| ИСХОДНЫЙ ТЕКСТ |
/---

«Одиночество контактного человека» среди новых книг, отобранных Игорем Гулиным (рецензия, «Коммерсантъ»)

Писатель, сценарист и искусствовед Семен Ласкин — человек с любопытной траекторией. Окончив Первый ленинградский мединститут, он много лет работал врачом, одновременно пробиваясь в литературу, во многом за счет освященной в советской культуре роли пишущего специалиста. Относительную известность ему принесли рассказы и драмы о медицинской работе — достойная и негромкая ниша. Постепенно Ласкин поменял специальность. В 70-х он вошел в круг еще живых осколков мира довоенного ленинградского модернизма — учеников Малевича, Матюшина и Филонова, стал собирать материалы, организовывать выставки забытых художников, писать о них статьи и книги — как документальные, так и беллетризованные. Ласкин действительно много сделал для того, чтобы возобновить прервавшуюся историю ленинградского авангарда (одним из его подопечных был, например, Владимир Стерлигов, чью первую официальную выставку Ласкин устроил). Его самоощущение врача тут явно помогало: можно сказать, от спасения людей он перешел к спасению искусства.

\---

[Сохранённые элементы набора данных]
/---

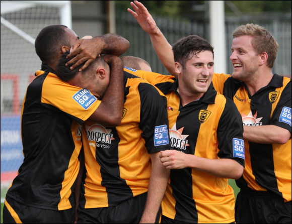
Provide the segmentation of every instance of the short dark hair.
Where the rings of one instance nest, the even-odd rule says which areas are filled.
[[[64,25],[51,25],[43,28],[35,42],[35,51],[44,63],[55,60],[62,46],[71,47]]]
[[[70,69],[70,67],[72,64],[68,64],[66,66],[66,64],[72,58],[67,58],[67,56],[69,54],[69,51],[66,51],[65,53],[61,55],[59,59],[59,63],[56,68],[56,75],[62,81],[67,82],[74,78],[79,72],[79,69],[84,65],[86,62],[77,66],[73,70]],[[84,76],[92,75],[92,72],[89,72],[90,69],[92,69],[97,63],[104,63],[106,62],[103,60],[102,57],[98,57],[93,61],[85,69],[82,71],[83,75]]]
[[[174,61],[177,61],[185,68],[186,61],[202,51],[210,51],[214,57],[213,47],[203,38],[197,35],[190,35],[177,41],[173,46]]]
[[[143,62],[149,67],[151,67],[150,65],[147,61],[137,57],[127,55],[121,57],[120,58],[123,64],[124,64],[125,66],[133,68],[135,70],[141,70],[141,67],[139,64],[139,62]]]

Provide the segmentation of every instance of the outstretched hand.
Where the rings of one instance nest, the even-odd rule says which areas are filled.
[[[188,156],[188,154],[175,150],[162,151],[159,154],[160,161],[167,169],[183,169],[187,167]]]
[[[127,9],[128,12],[137,20],[143,30],[150,35],[157,33],[158,28],[156,23],[143,4],[136,1],[130,4],[134,12],[130,9]]]
[[[74,57],[66,64],[72,65],[70,67],[71,70],[74,69],[81,64],[85,62],[79,69],[81,71],[86,68],[96,57],[100,54],[103,49],[103,45],[101,40],[98,39],[90,39],[91,36],[85,36],[75,43],[70,50],[70,53],[67,56],[67,58]]]

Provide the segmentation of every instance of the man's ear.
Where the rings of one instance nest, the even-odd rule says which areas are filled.
[[[62,47],[61,48],[61,52],[62,52],[62,54],[63,54],[66,51],[69,50],[70,48],[67,46],[62,46]]]
[[[101,79],[103,79],[106,77],[106,74],[105,69],[103,67],[98,67],[95,71],[95,74]]]
[[[180,64],[179,62],[176,61],[174,63],[174,70],[178,73],[180,74],[181,73],[181,70],[182,69],[182,66]]]
[[[259,63],[260,65],[262,65],[265,64],[268,60],[268,55],[267,52],[263,52],[260,54],[259,57]]]

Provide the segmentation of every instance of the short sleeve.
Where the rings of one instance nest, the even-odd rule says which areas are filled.
[[[170,149],[166,98],[148,83],[140,83],[138,90],[141,102],[139,127],[147,151]]]
[[[235,103],[227,98],[217,129],[218,157],[232,159],[244,166],[243,126]]]
[[[100,102],[89,90],[70,85],[52,73],[49,73],[43,84],[41,103],[53,106],[78,121],[87,120]]]

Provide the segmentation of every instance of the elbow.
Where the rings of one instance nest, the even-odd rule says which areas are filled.
[[[287,142],[291,139],[291,133],[290,133],[290,132],[287,131],[286,132],[283,132],[281,133],[279,133],[278,135],[277,135],[277,136],[275,137],[276,137],[276,139],[274,141],[275,143],[283,145],[286,144]]]
[[[234,179],[235,180],[237,180],[240,178],[243,173],[243,166],[239,164],[238,164],[238,165],[237,166],[237,167],[234,170],[233,176],[232,177],[232,179]]]
[[[107,122],[107,127],[109,128],[112,128],[114,127],[118,126],[121,124],[122,121],[121,117],[112,117]]]

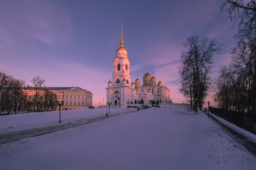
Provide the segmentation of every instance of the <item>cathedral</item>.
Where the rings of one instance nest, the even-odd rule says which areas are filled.
[[[150,104],[153,101],[165,103],[170,101],[170,90],[159,81],[151,77],[147,72],[140,85],[140,80],[137,77],[135,83],[131,83],[129,74],[129,61],[127,50],[124,47],[123,23],[121,23],[120,47],[116,51],[113,82],[108,82],[107,102],[111,105],[127,106],[143,101],[143,104]]]

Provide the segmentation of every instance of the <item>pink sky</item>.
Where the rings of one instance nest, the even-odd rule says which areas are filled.
[[[93,93],[94,106],[103,98],[105,104],[123,18],[132,80],[148,69],[170,89],[174,102],[186,102],[178,69],[187,37],[223,45],[214,56],[213,80],[228,63],[236,30],[219,8],[217,0],[1,1],[0,72],[29,85],[39,75],[46,86],[78,86]]]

\---

| ЧТО СДЕЛАТЬ |
**a)** Ответьте на вопросы по тексту о Семене Ласкине:
(i) Какой институт окончил Ласкин?
(ii) Что принесло ему относительную известность?
(iii) Чью первую официальную выставку устроил Ласкин?
**b)** Почему, согласно тексту о Семене Ласкине, самоощущение врача помогало ему в работе с ленинградским авангардом?
**c)** Переведите на английский предложение из текста о Семене Ласкине: «Относительную известность ему принесли рассказы и драмы о медицинской работе — достойная и негромкая ниша».
Данные здесь никак не используются.

| ОТВЕТЫ К ЗАДАНИЯМ |
**a)**
(i) Первый ленинградский мединститут.
(ii) Рассказы и драмы о медицинской работе.
(iii) Владимира Стерлигова.

**b)** По словам автора, от спасения людей Ласкин перешел к спасению искусства. Его работа по возвращению забытых художников продолжала то, чем он занимался как врач.

**c)** Stories and plays about medical work, a worthy and modest niche, brought him relative fame.